TASK DETAILS: Each line from the one containing "Task: in the photo above, where can the winding" to the end of the records below should be restated word for word; please leave out all other lines.

[Dataset excerpts]

*** Block opens ***

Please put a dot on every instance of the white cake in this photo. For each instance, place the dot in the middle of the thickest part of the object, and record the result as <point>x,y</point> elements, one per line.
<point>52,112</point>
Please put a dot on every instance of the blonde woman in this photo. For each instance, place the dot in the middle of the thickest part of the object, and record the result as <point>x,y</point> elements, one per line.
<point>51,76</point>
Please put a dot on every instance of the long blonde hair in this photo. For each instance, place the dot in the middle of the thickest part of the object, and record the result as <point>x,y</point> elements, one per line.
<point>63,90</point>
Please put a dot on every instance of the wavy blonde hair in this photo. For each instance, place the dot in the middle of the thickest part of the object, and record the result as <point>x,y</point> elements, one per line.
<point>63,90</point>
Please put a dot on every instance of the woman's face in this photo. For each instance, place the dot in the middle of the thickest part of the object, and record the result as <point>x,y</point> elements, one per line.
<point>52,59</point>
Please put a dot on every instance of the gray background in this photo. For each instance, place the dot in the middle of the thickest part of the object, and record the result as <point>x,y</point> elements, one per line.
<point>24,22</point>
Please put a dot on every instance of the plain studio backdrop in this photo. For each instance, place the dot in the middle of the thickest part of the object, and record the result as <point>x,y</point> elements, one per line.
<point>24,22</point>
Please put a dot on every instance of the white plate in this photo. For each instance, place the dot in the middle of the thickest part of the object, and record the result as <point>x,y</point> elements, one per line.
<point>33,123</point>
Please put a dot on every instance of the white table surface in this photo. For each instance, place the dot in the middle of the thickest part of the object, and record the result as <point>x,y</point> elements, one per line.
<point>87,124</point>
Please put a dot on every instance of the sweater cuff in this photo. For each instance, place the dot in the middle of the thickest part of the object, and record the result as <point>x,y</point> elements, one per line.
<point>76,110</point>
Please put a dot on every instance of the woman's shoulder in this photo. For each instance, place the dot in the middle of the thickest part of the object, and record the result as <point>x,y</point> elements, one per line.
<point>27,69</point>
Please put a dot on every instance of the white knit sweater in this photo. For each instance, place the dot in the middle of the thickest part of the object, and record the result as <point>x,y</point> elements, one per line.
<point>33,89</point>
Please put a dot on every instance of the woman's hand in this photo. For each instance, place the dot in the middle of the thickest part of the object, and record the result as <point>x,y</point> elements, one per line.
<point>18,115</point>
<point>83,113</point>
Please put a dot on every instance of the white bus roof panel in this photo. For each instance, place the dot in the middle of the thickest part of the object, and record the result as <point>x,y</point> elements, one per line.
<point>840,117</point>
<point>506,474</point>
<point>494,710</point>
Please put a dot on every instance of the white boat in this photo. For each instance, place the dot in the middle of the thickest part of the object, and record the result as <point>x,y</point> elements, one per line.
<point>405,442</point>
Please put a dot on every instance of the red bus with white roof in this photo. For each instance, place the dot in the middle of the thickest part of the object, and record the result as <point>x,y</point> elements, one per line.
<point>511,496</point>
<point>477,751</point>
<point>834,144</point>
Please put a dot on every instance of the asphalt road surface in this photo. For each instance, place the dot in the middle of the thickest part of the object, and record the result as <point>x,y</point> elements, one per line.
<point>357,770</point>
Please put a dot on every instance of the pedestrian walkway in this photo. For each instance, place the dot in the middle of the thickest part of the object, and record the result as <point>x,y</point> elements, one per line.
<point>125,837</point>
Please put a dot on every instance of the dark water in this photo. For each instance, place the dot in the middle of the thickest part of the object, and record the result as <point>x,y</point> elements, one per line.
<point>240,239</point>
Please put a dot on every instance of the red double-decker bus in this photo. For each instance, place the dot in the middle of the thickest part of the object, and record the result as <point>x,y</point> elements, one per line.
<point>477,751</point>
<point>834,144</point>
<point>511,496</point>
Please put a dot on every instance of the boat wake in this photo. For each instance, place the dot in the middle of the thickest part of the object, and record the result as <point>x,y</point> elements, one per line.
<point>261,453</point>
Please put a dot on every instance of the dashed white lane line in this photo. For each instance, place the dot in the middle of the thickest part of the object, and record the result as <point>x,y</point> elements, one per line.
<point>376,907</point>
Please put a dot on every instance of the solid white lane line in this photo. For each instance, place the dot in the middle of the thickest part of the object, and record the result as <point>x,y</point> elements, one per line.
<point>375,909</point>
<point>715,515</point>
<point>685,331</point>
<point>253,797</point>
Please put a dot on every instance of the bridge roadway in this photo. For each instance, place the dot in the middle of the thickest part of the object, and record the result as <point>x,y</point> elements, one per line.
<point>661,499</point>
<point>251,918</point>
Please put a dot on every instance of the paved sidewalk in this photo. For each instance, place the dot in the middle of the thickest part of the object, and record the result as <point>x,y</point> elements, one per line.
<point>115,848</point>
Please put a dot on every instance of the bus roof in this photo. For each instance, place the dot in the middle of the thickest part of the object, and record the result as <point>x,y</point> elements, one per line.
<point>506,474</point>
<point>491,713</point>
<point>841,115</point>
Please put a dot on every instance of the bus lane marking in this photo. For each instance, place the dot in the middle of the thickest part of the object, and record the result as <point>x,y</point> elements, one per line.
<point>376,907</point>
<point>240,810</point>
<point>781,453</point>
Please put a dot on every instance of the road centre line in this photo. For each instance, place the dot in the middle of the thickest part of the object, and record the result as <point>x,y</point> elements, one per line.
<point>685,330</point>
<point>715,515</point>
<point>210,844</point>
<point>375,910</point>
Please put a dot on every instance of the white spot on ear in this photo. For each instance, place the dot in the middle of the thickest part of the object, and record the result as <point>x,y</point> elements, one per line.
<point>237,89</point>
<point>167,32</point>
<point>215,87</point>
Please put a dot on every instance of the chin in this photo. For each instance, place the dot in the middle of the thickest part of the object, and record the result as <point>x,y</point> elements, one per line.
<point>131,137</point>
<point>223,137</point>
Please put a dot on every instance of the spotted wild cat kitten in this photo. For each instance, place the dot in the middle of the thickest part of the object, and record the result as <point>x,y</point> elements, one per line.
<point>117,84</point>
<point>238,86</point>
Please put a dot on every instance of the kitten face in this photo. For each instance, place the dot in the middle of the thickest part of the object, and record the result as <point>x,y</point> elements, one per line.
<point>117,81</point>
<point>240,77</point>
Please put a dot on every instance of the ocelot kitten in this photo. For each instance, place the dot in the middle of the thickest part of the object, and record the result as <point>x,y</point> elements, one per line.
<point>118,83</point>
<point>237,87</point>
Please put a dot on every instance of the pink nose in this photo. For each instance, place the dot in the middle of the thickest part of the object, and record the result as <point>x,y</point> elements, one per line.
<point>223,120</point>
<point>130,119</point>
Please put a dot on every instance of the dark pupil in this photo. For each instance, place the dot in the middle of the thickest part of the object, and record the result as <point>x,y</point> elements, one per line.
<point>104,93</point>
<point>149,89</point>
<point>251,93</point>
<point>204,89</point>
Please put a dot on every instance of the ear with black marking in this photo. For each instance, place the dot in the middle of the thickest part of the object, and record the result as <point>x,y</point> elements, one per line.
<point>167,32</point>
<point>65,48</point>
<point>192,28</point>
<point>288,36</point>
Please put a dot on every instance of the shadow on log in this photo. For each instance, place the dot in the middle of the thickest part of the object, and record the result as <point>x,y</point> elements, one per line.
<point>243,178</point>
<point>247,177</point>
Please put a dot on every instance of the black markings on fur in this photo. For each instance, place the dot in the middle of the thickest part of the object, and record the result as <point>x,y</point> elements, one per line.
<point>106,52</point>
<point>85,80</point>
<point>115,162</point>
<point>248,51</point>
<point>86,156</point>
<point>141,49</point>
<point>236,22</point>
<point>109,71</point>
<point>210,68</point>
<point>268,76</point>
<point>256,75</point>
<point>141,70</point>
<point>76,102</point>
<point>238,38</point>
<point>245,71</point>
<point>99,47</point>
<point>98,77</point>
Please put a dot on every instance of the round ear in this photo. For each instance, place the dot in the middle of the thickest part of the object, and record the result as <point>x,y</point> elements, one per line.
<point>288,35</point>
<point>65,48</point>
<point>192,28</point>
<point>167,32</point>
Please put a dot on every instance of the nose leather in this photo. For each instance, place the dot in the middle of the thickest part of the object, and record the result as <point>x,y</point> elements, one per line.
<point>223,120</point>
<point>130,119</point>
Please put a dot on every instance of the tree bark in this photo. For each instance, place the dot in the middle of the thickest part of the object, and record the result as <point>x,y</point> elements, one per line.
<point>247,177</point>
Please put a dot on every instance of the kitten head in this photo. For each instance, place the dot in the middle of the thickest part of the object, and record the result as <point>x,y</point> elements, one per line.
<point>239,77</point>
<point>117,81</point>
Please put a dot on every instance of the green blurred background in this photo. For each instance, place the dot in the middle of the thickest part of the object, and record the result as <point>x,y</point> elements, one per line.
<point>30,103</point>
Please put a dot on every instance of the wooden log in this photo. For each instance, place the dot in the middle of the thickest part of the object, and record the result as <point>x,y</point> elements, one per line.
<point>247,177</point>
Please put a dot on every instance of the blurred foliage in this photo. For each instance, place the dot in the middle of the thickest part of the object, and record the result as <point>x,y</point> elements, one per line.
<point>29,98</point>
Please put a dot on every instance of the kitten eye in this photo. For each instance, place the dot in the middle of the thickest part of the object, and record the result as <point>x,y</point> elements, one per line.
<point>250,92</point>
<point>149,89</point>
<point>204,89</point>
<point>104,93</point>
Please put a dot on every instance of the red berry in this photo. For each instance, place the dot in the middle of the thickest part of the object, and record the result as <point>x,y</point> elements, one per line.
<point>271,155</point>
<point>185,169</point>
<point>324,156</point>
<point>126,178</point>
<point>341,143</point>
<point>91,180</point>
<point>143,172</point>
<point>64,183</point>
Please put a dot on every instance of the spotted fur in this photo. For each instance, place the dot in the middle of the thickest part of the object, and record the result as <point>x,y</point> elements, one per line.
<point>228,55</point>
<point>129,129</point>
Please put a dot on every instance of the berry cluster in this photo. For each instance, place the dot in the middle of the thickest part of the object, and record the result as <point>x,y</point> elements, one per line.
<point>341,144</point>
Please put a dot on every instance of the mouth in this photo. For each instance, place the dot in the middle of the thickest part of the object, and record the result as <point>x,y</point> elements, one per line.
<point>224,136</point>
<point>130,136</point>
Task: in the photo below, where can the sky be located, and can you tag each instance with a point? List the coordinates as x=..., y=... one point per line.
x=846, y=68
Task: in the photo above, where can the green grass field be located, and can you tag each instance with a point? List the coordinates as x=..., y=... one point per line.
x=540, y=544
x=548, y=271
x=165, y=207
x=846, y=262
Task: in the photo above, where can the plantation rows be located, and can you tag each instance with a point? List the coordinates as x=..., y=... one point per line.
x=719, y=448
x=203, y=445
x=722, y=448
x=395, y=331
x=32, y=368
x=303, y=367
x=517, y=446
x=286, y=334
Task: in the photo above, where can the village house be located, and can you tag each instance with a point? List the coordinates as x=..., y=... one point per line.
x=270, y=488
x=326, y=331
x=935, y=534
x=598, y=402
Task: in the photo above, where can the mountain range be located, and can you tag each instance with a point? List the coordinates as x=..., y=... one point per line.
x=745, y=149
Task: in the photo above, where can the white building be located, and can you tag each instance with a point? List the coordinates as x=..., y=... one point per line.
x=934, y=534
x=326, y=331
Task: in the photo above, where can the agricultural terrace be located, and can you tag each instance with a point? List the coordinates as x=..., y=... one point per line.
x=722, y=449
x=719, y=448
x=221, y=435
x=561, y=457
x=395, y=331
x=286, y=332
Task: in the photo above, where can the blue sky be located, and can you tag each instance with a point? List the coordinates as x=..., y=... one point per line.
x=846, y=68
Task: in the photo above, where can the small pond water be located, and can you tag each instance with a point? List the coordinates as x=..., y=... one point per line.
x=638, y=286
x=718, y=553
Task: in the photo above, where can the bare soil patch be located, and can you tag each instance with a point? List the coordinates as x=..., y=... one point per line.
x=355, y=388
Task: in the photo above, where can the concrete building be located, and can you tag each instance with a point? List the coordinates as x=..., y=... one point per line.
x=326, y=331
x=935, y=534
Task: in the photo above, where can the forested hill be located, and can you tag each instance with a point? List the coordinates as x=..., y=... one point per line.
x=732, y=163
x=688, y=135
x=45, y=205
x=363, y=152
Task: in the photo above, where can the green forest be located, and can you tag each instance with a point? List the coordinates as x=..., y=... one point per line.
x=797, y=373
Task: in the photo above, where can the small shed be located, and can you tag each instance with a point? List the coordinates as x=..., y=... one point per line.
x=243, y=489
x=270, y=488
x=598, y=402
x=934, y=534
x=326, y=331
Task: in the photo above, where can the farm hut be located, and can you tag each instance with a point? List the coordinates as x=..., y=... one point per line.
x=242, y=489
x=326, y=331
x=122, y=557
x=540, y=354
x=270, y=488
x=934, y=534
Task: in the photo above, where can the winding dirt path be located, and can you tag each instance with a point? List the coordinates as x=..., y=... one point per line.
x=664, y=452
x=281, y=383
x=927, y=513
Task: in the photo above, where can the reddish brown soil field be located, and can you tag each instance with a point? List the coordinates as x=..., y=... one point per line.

*** Block closes ***

SOLUTION TO THE PROBLEM:
Task: in the photo above, where can the winding dirt path be located, and can you tag each instance with a point? List the coordinates as x=..., y=... one point per line.
x=664, y=452
x=281, y=383
x=927, y=513
Task: in the photo above, where can the reddish brown soil field be located, and can you tag each instance with a point? List the coordinates as x=..., y=... one point per line.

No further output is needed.